→ **Task requirements**: Change every "positive clicks" in the items below to "foreground clicks" and reproduce the items with nothing else altered. Leave out the pictures.
Top of Supplied data
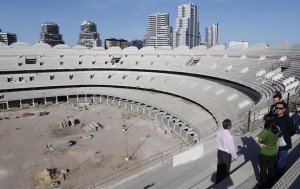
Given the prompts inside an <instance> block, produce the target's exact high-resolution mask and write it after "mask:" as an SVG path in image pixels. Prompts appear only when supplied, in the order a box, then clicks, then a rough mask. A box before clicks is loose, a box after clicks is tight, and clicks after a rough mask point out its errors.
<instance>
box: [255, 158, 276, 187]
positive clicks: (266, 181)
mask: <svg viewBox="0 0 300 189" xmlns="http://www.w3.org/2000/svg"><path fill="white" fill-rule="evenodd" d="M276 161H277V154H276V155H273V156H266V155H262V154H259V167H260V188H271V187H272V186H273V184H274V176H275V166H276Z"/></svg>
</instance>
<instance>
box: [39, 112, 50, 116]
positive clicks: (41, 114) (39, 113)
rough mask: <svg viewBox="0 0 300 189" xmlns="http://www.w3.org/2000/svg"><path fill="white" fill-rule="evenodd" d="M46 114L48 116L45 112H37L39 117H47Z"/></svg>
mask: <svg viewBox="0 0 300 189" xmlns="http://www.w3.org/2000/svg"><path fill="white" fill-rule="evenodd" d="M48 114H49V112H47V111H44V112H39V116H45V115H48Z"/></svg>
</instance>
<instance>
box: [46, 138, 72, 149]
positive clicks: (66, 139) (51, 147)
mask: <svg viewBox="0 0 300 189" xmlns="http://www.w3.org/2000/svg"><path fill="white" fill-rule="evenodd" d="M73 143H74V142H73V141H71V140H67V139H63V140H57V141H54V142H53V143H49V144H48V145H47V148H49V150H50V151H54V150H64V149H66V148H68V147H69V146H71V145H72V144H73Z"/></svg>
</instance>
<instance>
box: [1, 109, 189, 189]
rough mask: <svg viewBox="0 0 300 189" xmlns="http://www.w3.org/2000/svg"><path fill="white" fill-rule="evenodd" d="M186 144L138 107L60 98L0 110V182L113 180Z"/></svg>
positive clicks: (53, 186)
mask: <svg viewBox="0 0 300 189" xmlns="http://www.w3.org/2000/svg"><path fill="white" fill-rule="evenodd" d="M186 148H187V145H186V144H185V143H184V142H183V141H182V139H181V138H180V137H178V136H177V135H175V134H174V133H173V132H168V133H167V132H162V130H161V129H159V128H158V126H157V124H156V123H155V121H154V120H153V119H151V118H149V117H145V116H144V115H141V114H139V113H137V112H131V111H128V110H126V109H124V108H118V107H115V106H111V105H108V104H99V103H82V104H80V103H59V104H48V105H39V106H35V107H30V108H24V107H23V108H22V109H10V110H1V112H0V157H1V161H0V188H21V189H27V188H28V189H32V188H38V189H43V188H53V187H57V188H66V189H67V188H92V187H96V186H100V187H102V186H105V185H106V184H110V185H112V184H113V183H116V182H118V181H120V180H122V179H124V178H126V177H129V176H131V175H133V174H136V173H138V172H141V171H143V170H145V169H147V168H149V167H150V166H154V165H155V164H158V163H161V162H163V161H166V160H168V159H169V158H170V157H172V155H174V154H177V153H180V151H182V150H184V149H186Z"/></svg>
Bottom of Supplied data
→ **Written answer**:
Given the prompts inside an <instance> block, produce the target's exact high-resolution mask and write it after "mask:" as an SVG path in image pixels. Prompts appear only when supplied, in the order a box, then clicks, then a rough mask. A box before clicks is loose, a box after clicks is tight, and clicks after a rough mask point out its errors.
<instance>
box: [255, 158, 276, 187]
foreground clicks: (266, 181)
mask: <svg viewBox="0 0 300 189" xmlns="http://www.w3.org/2000/svg"><path fill="white" fill-rule="evenodd" d="M276 161H277V154H276V155H273V156H266V155H262V154H259V167H260V188H271V187H272V186H273V184H274V176H275V166H276Z"/></svg>
</instance>
<instance>
box: [39, 112, 50, 116]
foreground clicks: (41, 114) (39, 113)
rough mask: <svg viewBox="0 0 300 189" xmlns="http://www.w3.org/2000/svg"><path fill="white" fill-rule="evenodd" d="M46 114L48 116L45 112H37L39 117H47Z"/></svg>
mask: <svg viewBox="0 0 300 189" xmlns="http://www.w3.org/2000/svg"><path fill="white" fill-rule="evenodd" d="M48 114H49V112H47V111H44V112H39V116H45V115H48Z"/></svg>
</instance>
<instance>
box: [46, 138, 72, 149]
foreground clicks: (66, 139) (51, 147)
mask: <svg viewBox="0 0 300 189" xmlns="http://www.w3.org/2000/svg"><path fill="white" fill-rule="evenodd" d="M73 143H74V142H73V141H71V140H67V139H63V140H57V141H54V142H53V143H49V144H48V145H47V148H49V150H50V151H54V150H64V149H66V148H68V147H69V146H71V145H72V144H73Z"/></svg>
</instance>
<instance>
box: [1, 109, 189, 189]
rough mask: <svg viewBox="0 0 300 189" xmlns="http://www.w3.org/2000/svg"><path fill="white" fill-rule="evenodd" d="M186 144L138 107L60 98L0 110V182L113 180Z"/></svg>
foreground clicks: (53, 186)
mask: <svg viewBox="0 0 300 189" xmlns="http://www.w3.org/2000/svg"><path fill="white" fill-rule="evenodd" d="M186 148H187V145H186V144H185V143H184V142H183V141H182V139H181V138H180V137H178V136H177V135H175V134H174V133H173V132H168V133H167V132H162V130H161V129H159V128H158V126H157V124H156V123H155V121H154V120H153V119H151V118H149V117H145V116H144V115H141V114H139V113H137V112H131V111H128V110H126V109H124V108H118V107H115V106H111V105H108V104H99V103H82V104H80V103H59V104H48V105H39V106H35V107H30V108H24V107H23V108H22V109H10V110H1V112H0V157H1V161H0V188H21V189H27V188H28V189H32V188H38V189H43V188H53V187H57V188H66V189H67V188H92V187H96V186H100V187H102V186H105V185H106V184H110V185H112V184H113V183H116V182H118V181H120V180H122V179H124V178H126V177H129V176H131V175H133V174H136V173H138V172H141V171H143V170H145V169H147V168H149V167H150V166H154V165H155V164H158V163H161V162H163V161H166V160H168V159H169V158H170V157H172V155H174V154H177V153H180V151H182V150H184V149H186Z"/></svg>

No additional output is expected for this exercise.